Common Core Standards

This resource has been aligned to the Common Core State Standards for states in which they have been adopted. If a state does not appear in the drop-down, CCSS alignments are forthcoming.

State Standards

This lesson has been aligned to standards in the following states. If a state does not appear in the drop-down, standard alignments are not currently available for that state.

NCTE/IRA National Standards for the English Language Arts

  • 6. Students apply knowledge of language structure, language conventions (e.g., spelling and punctuation), media techniques, figurative language, and genre to create, critique, and discuss print and nonprint texts.
  • 12. Students use spoken, written, and visual language to accomplish their own purposes (e.g., for learning, enjoyment, persuasion, and the exchange of information).

[Region annotation entries]
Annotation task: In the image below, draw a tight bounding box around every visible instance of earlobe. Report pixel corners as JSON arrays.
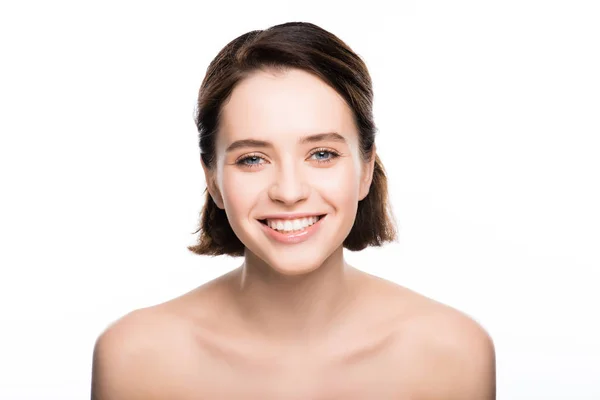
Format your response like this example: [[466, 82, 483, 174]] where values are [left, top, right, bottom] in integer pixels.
[[359, 145, 377, 201], [200, 160, 225, 210]]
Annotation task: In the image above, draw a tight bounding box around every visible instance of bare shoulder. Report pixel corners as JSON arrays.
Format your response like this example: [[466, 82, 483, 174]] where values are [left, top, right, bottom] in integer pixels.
[[370, 278, 496, 400], [92, 306, 199, 400]]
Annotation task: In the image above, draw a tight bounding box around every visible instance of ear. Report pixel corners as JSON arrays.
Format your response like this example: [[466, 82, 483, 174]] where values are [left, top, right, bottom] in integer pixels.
[[358, 144, 377, 201], [200, 157, 225, 210]]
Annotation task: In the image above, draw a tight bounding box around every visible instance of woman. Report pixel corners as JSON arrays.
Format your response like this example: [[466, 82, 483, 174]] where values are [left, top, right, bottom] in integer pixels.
[[92, 23, 495, 400]]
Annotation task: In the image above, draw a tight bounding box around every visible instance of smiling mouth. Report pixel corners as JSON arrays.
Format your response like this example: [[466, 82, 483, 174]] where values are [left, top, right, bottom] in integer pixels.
[[258, 214, 327, 233]]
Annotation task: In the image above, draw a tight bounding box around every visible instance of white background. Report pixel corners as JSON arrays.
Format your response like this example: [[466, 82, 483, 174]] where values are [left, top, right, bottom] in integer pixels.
[[0, 1, 600, 400]]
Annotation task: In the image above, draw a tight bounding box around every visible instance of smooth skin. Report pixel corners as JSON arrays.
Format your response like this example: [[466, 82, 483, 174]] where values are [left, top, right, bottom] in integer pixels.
[[92, 69, 496, 400]]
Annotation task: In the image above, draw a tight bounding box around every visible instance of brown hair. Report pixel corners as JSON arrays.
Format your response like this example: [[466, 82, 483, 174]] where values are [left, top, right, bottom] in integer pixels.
[[188, 22, 396, 256]]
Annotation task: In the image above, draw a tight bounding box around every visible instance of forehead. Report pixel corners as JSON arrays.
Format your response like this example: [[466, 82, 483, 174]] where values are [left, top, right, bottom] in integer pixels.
[[221, 69, 356, 142]]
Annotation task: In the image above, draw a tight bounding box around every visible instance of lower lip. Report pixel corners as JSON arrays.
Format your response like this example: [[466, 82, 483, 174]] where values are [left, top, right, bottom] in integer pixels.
[[257, 215, 326, 244]]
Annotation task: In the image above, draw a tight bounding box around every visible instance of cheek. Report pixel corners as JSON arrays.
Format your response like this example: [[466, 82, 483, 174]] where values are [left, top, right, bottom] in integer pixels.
[[221, 170, 262, 216], [312, 163, 359, 208]]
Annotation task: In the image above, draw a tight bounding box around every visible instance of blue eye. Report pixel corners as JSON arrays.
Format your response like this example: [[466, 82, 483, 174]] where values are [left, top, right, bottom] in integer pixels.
[[311, 150, 339, 162], [237, 156, 262, 165]]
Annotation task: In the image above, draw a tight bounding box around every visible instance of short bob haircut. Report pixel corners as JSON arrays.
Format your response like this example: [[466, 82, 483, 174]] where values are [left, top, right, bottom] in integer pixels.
[[188, 22, 396, 256]]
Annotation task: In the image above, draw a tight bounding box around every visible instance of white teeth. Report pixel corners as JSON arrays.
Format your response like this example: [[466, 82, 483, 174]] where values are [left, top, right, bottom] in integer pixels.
[[266, 217, 319, 232]]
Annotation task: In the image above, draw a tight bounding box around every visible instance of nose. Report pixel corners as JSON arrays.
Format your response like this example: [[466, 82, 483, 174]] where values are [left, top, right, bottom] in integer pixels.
[[269, 162, 309, 205]]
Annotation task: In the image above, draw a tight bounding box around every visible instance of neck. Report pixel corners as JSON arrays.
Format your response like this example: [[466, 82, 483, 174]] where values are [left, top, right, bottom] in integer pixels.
[[227, 247, 356, 342]]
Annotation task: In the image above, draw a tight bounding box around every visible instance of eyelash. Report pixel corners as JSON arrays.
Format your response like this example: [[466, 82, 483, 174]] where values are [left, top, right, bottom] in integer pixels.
[[235, 148, 340, 168]]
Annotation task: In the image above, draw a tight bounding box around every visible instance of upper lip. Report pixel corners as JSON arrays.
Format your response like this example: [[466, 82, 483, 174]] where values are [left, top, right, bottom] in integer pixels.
[[257, 213, 325, 220]]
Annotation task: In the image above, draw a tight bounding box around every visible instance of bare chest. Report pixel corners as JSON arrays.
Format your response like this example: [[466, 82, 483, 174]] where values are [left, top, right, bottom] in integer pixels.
[[180, 334, 416, 400]]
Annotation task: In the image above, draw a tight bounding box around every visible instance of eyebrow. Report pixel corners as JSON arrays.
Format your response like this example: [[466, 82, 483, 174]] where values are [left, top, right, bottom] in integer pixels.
[[225, 132, 346, 153]]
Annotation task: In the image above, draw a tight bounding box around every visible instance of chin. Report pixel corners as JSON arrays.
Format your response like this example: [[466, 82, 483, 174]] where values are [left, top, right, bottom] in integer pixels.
[[267, 260, 323, 276]]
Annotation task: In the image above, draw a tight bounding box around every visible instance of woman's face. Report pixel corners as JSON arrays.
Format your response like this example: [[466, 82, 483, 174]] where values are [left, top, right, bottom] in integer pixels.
[[205, 69, 374, 275]]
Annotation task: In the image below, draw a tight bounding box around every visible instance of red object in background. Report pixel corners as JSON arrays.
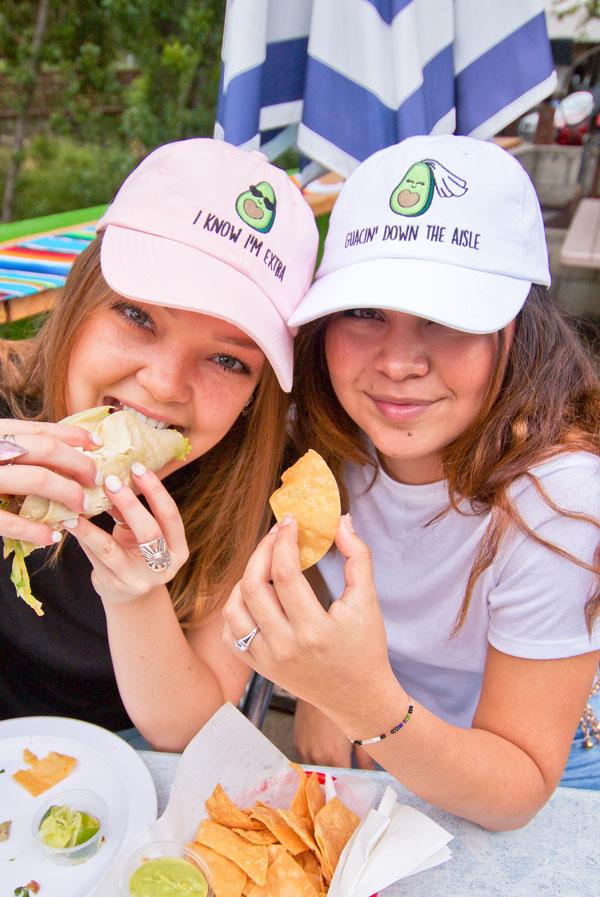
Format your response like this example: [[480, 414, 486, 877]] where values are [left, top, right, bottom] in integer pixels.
[[556, 121, 590, 146]]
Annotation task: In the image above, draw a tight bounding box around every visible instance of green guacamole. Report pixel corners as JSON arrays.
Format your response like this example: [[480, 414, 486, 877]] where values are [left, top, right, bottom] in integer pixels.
[[129, 857, 208, 897]]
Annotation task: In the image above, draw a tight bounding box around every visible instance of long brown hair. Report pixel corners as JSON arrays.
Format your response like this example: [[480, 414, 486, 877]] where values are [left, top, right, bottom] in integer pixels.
[[0, 237, 288, 626], [292, 285, 600, 633]]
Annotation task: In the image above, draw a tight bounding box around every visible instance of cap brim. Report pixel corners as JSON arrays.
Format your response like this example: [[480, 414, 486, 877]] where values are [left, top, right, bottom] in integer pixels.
[[101, 225, 293, 392], [288, 259, 531, 333]]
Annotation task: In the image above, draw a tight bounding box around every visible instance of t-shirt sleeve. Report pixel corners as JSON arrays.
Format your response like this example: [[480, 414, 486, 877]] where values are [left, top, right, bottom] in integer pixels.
[[488, 455, 600, 660]]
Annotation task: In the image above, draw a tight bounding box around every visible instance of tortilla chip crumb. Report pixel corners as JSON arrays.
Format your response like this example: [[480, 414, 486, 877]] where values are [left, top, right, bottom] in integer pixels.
[[13, 748, 77, 797]]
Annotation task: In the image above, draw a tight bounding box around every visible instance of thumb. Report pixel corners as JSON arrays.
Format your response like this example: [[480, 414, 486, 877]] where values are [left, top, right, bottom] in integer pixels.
[[335, 514, 375, 595]]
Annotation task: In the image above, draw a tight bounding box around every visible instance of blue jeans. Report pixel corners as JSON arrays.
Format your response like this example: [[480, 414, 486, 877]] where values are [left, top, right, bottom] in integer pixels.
[[558, 693, 600, 791]]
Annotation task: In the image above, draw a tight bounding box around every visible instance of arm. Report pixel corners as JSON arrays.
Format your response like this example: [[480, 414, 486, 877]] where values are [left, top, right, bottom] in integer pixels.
[[225, 518, 598, 829], [65, 465, 249, 751]]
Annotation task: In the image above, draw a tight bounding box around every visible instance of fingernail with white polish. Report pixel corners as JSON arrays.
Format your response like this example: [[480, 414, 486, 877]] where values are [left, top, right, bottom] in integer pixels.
[[104, 473, 123, 492]]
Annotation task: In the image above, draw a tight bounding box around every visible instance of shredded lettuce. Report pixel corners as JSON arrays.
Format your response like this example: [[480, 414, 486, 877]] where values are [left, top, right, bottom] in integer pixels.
[[175, 436, 192, 461], [4, 538, 44, 617]]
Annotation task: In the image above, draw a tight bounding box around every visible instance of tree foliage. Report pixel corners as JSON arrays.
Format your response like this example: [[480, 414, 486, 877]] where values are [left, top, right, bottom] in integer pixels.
[[0, 0, 225, 217]]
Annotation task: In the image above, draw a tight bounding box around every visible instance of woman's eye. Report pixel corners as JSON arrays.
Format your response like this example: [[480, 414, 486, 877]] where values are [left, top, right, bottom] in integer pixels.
[[213, 355, 250, 374], [113, 302, 154, 329], [343, 308, 381, 320]]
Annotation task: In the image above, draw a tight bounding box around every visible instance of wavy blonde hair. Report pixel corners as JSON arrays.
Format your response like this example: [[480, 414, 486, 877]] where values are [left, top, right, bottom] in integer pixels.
[[292, 286, 600, 634], [0, 237, 288, 627]]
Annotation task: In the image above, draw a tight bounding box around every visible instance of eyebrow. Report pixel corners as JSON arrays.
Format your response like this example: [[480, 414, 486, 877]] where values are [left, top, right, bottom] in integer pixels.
[[211, 332, 262, 352]]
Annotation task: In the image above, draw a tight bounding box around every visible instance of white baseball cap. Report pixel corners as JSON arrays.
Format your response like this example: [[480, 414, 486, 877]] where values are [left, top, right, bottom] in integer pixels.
[[98, 137, 318, 392], [288, 135, 550, 333]]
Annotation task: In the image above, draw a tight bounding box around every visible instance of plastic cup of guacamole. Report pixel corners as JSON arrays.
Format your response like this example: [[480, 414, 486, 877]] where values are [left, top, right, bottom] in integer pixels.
[[122, 841, 214, 897], [33, 789, 108, 866]]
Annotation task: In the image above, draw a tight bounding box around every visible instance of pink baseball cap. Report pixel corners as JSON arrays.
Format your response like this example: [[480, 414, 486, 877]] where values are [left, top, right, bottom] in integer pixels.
[[98, 138, 318, 392]]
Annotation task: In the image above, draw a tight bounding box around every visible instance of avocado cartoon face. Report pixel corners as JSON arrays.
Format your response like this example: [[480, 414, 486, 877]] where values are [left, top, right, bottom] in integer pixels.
[[390, 162, 435, 216], [235, 181, 277, 234]]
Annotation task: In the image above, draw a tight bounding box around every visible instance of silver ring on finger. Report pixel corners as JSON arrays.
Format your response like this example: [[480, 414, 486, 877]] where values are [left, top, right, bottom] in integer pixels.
[[233, 626, 259, 651], [0, 433, 27, 465], [138, 536, 171, 573]]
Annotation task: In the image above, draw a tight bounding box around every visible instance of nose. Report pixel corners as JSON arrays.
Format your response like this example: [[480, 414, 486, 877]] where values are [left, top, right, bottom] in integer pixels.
[[136, 345, 192, 405], [374, 321, 430, 380]]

Do this:
Decide whether each statement below agrees with the standards alignment passage above. For each, answer yes or no and quote the passage's deciding words.
1. Alignments to state standards are available for every state.
2. Standard 6 gives spelling and punctuation as examples of language conventions.
3. Standard 12 names persuasion among the purposes for using language.

Expected answer:
1. No: "If a state does not appear in the drop-down, standard alignments are not currently available for that state."
2. Yes: "language conventions (e.g., spelling and punctuation)"
3. Yes: "(e.g., for learning, enjoyment, persuasion, and the exchange of information)"